:: Instruction ::
Reproduce the rows in the part that opens with the line containing "Target = snow-covered driveway" and closes with the line containing "x=539 y=218", swapping "dropped as a pin" for "placed as a marker" and keeping everything else the same.

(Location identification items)
▬▬▬

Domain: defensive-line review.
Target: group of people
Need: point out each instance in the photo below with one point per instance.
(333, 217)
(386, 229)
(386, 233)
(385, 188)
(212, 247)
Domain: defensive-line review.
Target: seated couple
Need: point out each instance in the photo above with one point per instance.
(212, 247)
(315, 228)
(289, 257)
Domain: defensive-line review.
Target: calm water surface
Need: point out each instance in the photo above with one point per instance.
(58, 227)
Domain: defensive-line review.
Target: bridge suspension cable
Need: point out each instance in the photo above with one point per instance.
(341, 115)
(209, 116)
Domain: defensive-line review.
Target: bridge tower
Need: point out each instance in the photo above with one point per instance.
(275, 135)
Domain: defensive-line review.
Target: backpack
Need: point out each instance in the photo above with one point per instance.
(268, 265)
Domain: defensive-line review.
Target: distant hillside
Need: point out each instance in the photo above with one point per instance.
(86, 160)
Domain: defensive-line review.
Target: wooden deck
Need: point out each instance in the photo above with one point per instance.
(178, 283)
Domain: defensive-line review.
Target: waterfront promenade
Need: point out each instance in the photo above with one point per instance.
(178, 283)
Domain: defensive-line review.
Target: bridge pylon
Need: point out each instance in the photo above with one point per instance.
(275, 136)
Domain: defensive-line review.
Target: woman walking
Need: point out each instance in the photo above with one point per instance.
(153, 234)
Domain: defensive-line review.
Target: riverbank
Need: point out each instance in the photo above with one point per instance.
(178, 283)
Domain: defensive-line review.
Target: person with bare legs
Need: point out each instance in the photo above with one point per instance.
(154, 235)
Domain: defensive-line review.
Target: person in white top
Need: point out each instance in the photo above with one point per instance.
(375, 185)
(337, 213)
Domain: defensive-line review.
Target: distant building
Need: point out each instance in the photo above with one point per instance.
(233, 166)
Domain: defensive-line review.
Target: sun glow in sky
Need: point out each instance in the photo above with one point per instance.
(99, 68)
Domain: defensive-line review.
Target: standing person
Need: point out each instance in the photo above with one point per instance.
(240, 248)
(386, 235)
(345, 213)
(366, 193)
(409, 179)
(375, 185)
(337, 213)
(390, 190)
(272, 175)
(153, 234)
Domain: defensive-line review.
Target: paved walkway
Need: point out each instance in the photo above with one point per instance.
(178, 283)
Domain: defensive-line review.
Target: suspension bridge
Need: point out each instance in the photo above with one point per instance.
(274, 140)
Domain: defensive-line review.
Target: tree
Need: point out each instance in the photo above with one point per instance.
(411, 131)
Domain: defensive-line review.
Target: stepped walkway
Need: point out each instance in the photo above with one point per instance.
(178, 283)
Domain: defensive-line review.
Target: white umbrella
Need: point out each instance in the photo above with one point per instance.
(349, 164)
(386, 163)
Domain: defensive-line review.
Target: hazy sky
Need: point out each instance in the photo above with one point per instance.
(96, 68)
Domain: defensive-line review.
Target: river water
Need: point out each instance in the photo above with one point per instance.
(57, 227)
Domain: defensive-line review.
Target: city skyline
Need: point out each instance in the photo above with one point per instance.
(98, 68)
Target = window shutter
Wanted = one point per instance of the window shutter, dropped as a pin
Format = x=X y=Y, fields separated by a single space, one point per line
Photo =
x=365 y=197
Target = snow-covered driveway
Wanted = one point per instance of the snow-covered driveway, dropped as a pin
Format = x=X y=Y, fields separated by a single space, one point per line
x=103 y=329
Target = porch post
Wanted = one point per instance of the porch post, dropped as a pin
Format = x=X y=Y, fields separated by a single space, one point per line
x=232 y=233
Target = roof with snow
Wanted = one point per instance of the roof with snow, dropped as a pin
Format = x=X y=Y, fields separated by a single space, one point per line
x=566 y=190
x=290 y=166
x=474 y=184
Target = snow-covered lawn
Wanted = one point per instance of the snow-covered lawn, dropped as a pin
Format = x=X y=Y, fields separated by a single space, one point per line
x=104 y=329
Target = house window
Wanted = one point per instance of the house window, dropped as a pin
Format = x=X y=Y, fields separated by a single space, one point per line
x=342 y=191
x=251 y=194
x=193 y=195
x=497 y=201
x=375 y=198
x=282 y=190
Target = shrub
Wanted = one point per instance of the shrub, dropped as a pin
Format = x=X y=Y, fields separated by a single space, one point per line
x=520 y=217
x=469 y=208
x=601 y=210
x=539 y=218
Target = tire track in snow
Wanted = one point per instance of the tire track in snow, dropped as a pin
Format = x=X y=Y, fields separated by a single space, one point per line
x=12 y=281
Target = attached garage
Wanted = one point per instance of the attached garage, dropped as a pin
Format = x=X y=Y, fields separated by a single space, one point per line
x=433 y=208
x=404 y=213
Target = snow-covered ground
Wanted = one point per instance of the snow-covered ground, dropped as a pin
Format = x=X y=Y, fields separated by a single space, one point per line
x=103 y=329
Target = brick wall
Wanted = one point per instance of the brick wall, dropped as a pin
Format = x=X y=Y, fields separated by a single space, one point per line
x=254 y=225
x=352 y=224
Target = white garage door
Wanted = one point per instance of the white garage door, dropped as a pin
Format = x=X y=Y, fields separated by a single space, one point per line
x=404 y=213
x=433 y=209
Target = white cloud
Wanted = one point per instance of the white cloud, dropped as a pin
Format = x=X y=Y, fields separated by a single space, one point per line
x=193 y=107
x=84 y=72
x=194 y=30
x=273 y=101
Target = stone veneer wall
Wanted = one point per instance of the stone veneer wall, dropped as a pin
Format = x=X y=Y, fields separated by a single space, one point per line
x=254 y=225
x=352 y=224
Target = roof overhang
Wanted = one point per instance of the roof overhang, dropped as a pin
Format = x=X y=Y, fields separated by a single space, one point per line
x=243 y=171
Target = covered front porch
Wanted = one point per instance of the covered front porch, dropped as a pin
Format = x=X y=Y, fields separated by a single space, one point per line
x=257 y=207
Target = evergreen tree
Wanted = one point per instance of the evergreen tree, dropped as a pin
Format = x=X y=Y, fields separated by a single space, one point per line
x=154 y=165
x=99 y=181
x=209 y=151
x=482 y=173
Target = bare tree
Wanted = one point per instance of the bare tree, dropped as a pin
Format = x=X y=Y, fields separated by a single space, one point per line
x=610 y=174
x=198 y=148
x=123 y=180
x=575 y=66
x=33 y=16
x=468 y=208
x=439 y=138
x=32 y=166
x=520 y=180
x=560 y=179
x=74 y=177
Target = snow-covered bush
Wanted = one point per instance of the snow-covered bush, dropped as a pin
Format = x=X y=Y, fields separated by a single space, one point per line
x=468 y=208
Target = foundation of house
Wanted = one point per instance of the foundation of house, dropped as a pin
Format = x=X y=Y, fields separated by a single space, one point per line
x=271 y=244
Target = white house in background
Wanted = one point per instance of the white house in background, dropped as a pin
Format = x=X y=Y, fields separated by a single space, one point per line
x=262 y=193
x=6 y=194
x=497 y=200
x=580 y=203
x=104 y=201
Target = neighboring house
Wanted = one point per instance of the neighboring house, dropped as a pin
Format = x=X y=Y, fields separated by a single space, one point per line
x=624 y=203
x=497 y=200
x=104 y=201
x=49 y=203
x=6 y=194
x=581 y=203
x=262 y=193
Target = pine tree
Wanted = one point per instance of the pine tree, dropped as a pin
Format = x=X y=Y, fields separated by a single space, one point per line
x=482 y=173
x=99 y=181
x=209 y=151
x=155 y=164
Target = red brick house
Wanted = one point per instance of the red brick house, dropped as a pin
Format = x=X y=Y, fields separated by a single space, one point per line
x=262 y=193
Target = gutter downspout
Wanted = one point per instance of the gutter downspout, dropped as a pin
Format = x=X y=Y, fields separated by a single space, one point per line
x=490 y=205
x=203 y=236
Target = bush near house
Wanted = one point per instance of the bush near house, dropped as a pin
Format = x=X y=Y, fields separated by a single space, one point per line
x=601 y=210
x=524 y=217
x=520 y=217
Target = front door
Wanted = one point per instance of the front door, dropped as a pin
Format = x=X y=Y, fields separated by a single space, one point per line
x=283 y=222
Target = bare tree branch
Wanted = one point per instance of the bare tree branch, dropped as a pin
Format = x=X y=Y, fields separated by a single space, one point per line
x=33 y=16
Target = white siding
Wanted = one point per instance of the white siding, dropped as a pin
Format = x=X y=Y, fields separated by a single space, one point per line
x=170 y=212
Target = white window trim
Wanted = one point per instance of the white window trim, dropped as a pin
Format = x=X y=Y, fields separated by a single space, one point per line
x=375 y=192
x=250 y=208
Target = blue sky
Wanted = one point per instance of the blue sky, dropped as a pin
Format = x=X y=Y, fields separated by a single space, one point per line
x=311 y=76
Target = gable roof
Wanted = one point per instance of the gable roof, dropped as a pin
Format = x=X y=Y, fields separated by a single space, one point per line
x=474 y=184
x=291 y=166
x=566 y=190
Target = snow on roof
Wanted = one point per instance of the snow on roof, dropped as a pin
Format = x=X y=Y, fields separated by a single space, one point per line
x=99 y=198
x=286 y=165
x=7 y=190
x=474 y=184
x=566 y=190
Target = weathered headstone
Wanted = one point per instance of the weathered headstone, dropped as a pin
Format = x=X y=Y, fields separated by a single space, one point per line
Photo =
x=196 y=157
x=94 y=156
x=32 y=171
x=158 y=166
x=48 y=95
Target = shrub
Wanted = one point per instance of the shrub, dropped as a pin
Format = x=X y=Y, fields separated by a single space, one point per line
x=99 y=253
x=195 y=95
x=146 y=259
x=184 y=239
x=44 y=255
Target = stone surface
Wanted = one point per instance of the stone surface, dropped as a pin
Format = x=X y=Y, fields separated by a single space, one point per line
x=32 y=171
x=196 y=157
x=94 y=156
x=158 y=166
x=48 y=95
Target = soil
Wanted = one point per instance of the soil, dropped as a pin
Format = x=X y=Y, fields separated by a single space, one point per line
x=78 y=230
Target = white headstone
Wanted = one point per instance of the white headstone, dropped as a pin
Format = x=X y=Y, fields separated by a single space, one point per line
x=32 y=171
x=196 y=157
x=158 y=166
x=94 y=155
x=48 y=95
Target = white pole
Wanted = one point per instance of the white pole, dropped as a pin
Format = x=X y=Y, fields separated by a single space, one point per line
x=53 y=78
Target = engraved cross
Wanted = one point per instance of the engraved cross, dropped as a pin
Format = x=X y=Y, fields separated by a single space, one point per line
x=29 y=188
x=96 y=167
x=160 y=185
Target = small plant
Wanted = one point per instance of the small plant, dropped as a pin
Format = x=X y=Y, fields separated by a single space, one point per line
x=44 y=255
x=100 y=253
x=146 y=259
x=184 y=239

▬▬▬

:: Solution to the exercise ::
Target = snow-covered driveway
Wanted = one point per instance of the snow-covered driveway, placed as a marker
Format = x=X y=Y, fields separated by a single space, one point per line
x=103 y=329
Target = porch post
Wanted = one point per instance of the porch post, placed as a marker
Format = x=X y=Y, fields separated by a single space, one point per line
x=232 y=233
Target = roof with snow
Wanted = one point per instance of the roof with snow, placed as a marker
Format = x=X y=Y, fields separated by a single space, one point per line
x=566 y=190
x=290 y=166
x=474 y=184
Target = snow-covered lawn
Wanted = one point per instance of the snow-covered lawn, placed as a marker
Format = x=X y=Y, fields separated by a single space, one point per line
x=104 y=329
Target = house window
Wanted = one point per instance of the house window, placed as a marker
Format = x=X y=Y, fields separated by a single space, one point per line
x=342 y=191
x=251 y=194
x=193 y=195
x=497 y=201
x=375 y=198
x=282 y=190
Target = shrub
Wanted = one point per instance of the shrub, placed as a marker
Format = x=X y=Y, fields separated by a single space, one point per line
x=520 y=217
x=469 y=208
x=601 y=210
x=539 y=218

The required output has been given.